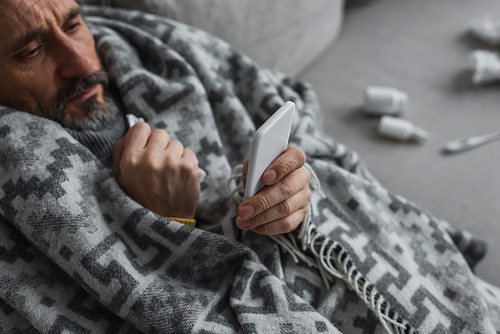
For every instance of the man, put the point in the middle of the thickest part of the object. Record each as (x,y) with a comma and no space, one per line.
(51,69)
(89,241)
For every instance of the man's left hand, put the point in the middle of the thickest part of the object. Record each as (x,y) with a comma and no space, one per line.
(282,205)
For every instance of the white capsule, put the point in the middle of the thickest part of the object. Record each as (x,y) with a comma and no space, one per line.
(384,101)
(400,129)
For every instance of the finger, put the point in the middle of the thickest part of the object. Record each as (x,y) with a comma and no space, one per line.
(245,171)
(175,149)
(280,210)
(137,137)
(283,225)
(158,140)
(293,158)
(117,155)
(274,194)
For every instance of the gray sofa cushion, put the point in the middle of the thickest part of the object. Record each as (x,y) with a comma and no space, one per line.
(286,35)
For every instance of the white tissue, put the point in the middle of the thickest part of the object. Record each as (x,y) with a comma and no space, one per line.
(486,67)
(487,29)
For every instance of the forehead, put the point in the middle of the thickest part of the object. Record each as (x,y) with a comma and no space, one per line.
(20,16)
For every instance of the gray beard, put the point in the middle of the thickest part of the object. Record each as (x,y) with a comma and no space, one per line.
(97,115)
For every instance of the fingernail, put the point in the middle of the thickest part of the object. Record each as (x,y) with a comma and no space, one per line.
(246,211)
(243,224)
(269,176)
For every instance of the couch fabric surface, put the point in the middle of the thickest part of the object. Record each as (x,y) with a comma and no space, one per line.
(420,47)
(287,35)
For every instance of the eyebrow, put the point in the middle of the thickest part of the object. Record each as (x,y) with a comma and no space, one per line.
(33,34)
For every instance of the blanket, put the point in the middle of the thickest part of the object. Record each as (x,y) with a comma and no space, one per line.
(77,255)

---*---

◆ Problem description ◆
Each line from the one containing "For every instance of the couch" through the end of the material must be returned exactly; no other line should appear.

◆ Output of the task ◆
For every instance of the couch fabric surface, put the point in the middle of the thickest part of the object. Record each as (x,y) with a comma and no space, one per line.
(420,47)
(287,35)
For every instance of the eyebrow, put the point in the middle of the thickest part of the object. Record each as (x,y) with a comma and no space, one per line.
(33,34)
For every instance of the blanket, put the point in the middle of the thickest part of the object. Record each as (x,y) with a comma and no space, one per line.
(77,255)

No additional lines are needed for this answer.